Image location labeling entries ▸
Start
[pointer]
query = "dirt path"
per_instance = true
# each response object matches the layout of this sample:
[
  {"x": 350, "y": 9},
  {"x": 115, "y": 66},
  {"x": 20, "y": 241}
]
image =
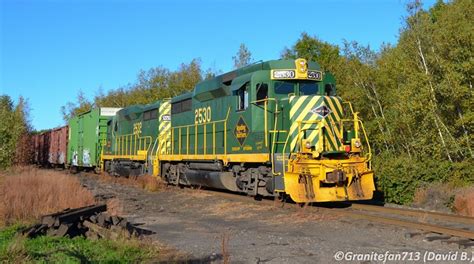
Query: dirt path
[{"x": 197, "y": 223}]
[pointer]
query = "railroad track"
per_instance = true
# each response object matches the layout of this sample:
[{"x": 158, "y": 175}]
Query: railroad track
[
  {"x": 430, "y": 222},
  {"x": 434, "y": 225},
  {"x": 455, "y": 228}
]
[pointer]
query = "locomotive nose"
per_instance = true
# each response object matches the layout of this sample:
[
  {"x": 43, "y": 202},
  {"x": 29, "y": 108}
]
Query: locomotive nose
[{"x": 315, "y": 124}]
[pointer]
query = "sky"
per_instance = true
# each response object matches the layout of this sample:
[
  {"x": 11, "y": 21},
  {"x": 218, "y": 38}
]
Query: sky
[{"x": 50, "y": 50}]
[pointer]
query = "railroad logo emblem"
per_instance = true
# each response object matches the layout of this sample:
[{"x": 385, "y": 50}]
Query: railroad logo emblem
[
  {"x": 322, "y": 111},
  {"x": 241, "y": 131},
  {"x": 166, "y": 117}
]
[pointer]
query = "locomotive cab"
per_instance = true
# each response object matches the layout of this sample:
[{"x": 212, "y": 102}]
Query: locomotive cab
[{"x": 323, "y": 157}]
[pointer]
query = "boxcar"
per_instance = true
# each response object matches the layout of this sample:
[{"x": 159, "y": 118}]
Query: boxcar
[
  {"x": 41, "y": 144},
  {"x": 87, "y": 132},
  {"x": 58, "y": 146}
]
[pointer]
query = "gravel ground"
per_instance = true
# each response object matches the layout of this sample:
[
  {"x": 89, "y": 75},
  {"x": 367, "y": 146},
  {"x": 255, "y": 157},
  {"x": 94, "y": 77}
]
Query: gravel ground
End
Extract each line of the material above that contains the word "logo". List the lines in the order they appear.

Worked solution ▸
query = "railroad logo emblem"
Query: railroad logo emblem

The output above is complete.